*Task to complete*
As an exercise, copy out the entries exactly as written.

*Given information*

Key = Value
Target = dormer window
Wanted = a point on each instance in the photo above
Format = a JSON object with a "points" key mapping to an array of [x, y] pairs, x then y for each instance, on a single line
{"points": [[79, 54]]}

*Exercise result*
Key = Value
Target = dormer window
Wanted = a point on each instance in the photo above
Format = a JSON object with a "points" key mapping to an array of [x, y] pairs, x then y for each instance, on a single line
{"points": [[79, 54]]}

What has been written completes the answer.